■ **WRITTEN INSTRUCTION**
Copy out each of the items below word for word, omitting the pictures.

···

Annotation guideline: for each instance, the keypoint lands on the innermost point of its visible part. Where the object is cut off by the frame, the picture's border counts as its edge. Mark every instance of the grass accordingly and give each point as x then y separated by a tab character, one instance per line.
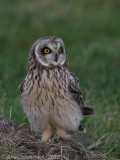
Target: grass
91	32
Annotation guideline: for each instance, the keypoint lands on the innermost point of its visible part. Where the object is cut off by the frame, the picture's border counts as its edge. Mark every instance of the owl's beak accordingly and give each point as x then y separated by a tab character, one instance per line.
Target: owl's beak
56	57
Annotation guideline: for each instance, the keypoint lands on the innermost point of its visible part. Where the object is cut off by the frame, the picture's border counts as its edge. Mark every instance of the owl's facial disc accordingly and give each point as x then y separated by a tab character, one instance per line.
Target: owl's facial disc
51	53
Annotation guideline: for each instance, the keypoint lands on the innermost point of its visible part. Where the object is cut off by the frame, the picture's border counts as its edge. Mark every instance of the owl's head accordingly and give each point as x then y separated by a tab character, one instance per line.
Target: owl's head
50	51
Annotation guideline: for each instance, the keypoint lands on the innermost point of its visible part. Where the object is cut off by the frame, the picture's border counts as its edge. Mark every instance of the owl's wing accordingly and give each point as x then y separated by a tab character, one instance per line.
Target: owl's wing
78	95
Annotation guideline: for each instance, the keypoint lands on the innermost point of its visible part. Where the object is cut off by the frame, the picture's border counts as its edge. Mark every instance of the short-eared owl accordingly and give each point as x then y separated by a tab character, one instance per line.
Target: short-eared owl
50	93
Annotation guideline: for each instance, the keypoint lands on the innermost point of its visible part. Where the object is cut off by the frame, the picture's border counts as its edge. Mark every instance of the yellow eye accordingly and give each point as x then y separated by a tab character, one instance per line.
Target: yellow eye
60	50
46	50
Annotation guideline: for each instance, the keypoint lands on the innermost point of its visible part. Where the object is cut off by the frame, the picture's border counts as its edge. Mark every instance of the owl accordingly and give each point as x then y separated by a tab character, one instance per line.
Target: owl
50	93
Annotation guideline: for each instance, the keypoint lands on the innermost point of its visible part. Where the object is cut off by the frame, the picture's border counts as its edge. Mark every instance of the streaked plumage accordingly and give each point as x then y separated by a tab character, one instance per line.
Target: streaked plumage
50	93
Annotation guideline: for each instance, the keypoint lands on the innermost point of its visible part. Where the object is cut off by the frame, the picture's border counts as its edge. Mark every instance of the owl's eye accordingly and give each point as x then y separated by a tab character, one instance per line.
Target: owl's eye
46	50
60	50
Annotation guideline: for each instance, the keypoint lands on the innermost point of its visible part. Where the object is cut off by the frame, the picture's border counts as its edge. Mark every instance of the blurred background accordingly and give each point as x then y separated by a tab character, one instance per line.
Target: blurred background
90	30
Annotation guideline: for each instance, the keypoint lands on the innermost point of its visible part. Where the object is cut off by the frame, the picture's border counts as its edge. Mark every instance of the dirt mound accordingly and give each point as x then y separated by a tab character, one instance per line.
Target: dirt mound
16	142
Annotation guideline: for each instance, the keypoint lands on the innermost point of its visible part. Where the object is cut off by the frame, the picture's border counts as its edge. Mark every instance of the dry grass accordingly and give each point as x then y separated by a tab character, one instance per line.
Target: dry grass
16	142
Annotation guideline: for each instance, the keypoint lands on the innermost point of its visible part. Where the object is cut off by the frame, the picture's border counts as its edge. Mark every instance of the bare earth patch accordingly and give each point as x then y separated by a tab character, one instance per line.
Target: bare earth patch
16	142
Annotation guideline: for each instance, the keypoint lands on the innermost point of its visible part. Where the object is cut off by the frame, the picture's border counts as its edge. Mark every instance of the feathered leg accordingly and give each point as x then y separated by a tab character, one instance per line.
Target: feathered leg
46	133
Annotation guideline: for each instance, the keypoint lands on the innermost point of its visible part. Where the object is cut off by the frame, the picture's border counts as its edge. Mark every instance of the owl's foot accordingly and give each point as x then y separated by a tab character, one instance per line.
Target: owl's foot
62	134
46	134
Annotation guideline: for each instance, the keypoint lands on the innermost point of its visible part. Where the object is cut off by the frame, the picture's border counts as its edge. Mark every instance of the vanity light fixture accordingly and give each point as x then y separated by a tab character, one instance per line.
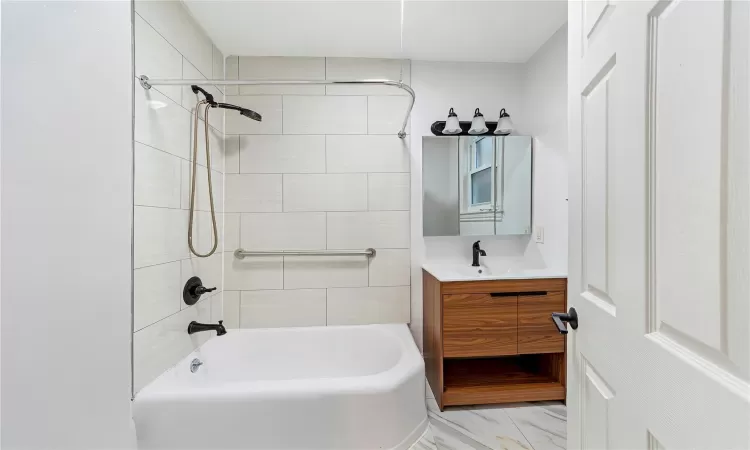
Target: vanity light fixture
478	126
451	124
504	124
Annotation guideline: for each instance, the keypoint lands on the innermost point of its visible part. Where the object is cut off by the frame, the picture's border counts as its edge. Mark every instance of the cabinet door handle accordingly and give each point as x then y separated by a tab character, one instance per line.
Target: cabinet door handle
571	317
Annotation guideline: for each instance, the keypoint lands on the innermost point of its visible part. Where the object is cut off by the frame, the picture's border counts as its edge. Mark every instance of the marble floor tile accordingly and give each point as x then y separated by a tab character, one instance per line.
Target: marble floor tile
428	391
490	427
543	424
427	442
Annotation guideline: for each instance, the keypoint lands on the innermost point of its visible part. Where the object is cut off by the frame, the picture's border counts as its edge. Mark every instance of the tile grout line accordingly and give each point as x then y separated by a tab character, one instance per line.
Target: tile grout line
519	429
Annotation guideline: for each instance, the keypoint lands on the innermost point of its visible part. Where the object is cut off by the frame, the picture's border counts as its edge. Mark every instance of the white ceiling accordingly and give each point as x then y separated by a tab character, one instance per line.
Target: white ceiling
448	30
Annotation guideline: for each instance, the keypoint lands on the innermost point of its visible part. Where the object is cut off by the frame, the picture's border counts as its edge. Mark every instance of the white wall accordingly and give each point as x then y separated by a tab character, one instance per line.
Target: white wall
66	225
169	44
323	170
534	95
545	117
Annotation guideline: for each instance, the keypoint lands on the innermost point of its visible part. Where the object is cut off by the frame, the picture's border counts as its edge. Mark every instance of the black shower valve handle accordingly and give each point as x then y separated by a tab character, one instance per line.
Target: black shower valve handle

···

■ **RESULT OF THIS EXERCISE**
Annotation guideline: for each instance, the keypoint lands on the innermost point of its visible part. Where the object is cut off by the frame, the picture's border counts as its edge. Mark every instance of the grass accordingly and give each point as x then y separated by a tab character, one instance per line.
Target: grass
91	32
Annotation guideline: for each instance, the keypoint lands on the innermost point of its visible part. Where the object is cut off by the frame, the picture's border counts as its edge. Mark every instance of the owl's beak accordingly and give each point as x then y separated by a tab character, one instance per line.
Target: owl's beak
56	57
Annotation guideline: for each instance, the keypoint lands on the innermost point of its visible part. Where the object is cut off by the frame, the picture's border counts as its edge. Mark every instance of the owl's facial disc accordingly and give each point as x then y separated by a tab character, one instance per line.
Target: owl's facial disc
51	53
Annotation guideline: for each instance, the keypoint lands on the innermost point of its visible part. Where the object is cut off by the frame, the picture's border counts as its edge. Mark every instance of the owl's head accordingly and give each point as x then y separated by a tab character, one instance per line.
Target: owl's head
50	51
Annotation guideline: for each instance, the keypoint lands on the innermost point of its visible part. Where the object is cut off by the frame, the picture's border counts as its edge. Mark every instance of the owl's wing accordingly and give each point as x then y separated by a tab character, one instance per line.
Target: owl's wing
78	95
Annotation guideline: for each instance, the keypoint lands on the innermost point of its visible part. Where the object is cut off by the frame, the picture's border counts as its edge. Mark every instance of the short-eared owl accordingly and give each point as x then y separated by a tab character, one instance per line.
Target: short-eared owl
50	93
Annotation guideline: for each instance, the keypoint lands on the innermost point of its visible part. Where the object is cut off by the frame, the picture's border counts as its edge. Mark every instance of the yellow eye accordingly and give each point as x then y separated by a tab character, one instance per line.
Target: yellow eye
60	50
46	50
Annotation guideline: for each instance, the keypoint lands on the innermost point of its visible part. Where the object is cut off by the frame, the picture's border counts as its edge. Mark every instance of the owl accordingly and give each point as x then y separated by a tab character, one instance per line.
Target: owl
50	93
Annotation guideline: for each instance, the keypoint lands on the innermost point of its visible part. Where the object is cut off by the frame, the picture's border counts as its edge. Mark every instance of the streaked plumage accordingly and give each point as x then y separated by a tab character, one instance per line.
Target: streaked plumage
50	93
Annotation guideline: for each instance, the keypoint lands on the innermost point of its visible part. Where the object is cut off by the frame, the picture's border counts as its edge. Mark every instance of the owl's eye accordingly and give each point as x then y separated by a tab character, one instance per line.
Target: owl's eye
46	50
60	50
Annotation guideline: for each instance, the keypoint lands on the innermost point of its visible part. Where the object is cut off by the frame, the picture's border counts as its edge. Mark every instance of the blurred background accordingly and give each point as x then y separated by a tab character, one instance per line.
Target: blurred background
90	30
Annotation guideline: for each instance, the keypoint lands on the innermost point of its visible part. Where the object is cut off by the frame, the picture's border counts as its edge. Mark every instance of the dirt mound accordingly and give each point as x then y separated by a tab character, one instance per line.
Target: dirt mound
16	142
Annotation guideline: for each instance, the keypoint lands on the innermost point of its visible part. Where the object is cut off by the frame, the picture's border counts as its edge. Mark every instance of the dry grass accordingly and give each point as x then y separated by a tab character, one instance per line.
Target: dry grass
16	142
Annotation guideline: for each instance, the keypoint lands on the innermost point of its visible part. Where the object is cut off by the frame, the picture's border counts as its edge. Mark every instance of the bare earth patch accordingly and give each point as x then y separated by a tab character, one instance per line.
Target: bare earth patch
16	142
Annotation guideline: for each instance, the keypoint lands on the innermost point of its visible part. Where the object is cut off by the frame, the picture's border counts as its edge. Mark every instance of the feathered leg accordingly and give each point as x then y separated by a tab character, one instance per line.
Target: feathered leg
46	133
Annotation guideline: for each instance, the keypoint lands on the innermost point of its visible part. Where the object is cut off by the frame, the picture's border counts as its edge. Mark every instance of the owl's foot accordingly and give each point as x then y separated by a tab character, one instance per line.
Target: owl's foot
62	134
46	134
Annotation guideline: for each instance, the keypoint lands on the innermost point of its visible part. Where the object is cut off by the frame, the picture's border counts as its edge. Mark every instance of the vanity light fixture accordingly and give each point as x then y separated by a tab character, one instance per line.
Target: vanity light fixture
478	126
451	124
504	124
Annotation guideline: for each instance, the keypoint lands on the innermost point of its visible part. Where the object is cut off by the frame, the picture's border counts as its edge. Mark every instance of the cabinet door handle accordingly and give each point as x then y separated by a tab character, one instance per line.
Target: cabinet door handle
571	317
Annotation guideline: for each instance, the keypoint lands on the innermost point of its visible part. Where the object is cut off by the frame, the picture's border counts as its edge. Mark every instance of the marble floor tile accordingly and give each point as x then y separated by a tab character, one instance per line.
Target: marble floor tile
428	391
490	427
543	424
427	442
Annotation guideline: for each instance, the keypoint lands on the innermost point of its visible part. Where the object is cut off by the frame, the picture's border counts as its edge. Mark every instance of the tile grout line accordingly and give each point as x then y separated by a tab character, one instance per line.
Target: tile grout line
519	429
Annotation guideline: for each instance, the keypoint lands on the innermost point of its visible part. Where the object is cut off by the frame, the picture's border counts as its edge. Mark every instance of the white ceiling accordingly and give each point as x then y separated by a tab character, one instance per line.
Target: white ceiling
448	30
Annotation guideline: for each instance, the keypoint lands on the innermost point of its visible part. Where the object is cut off by the frame, the picture's border counts as its edge. Mark every instance of the white wall accordingly and give each point as x then y separated by a tab character, one instance per line.
Target: white wall
66	225
169	44
323	170
534	95
545	117
Annotation guideline: for each instance, the keypoint lands on the innermost point of its visible part. Where the object is cut off by the frame, the picture's border counts as its edge. Mark every instance of the black shower valve handle accordingly and give each point as x then y separated by a tab character, one instance per line.
Target: black shower valve handle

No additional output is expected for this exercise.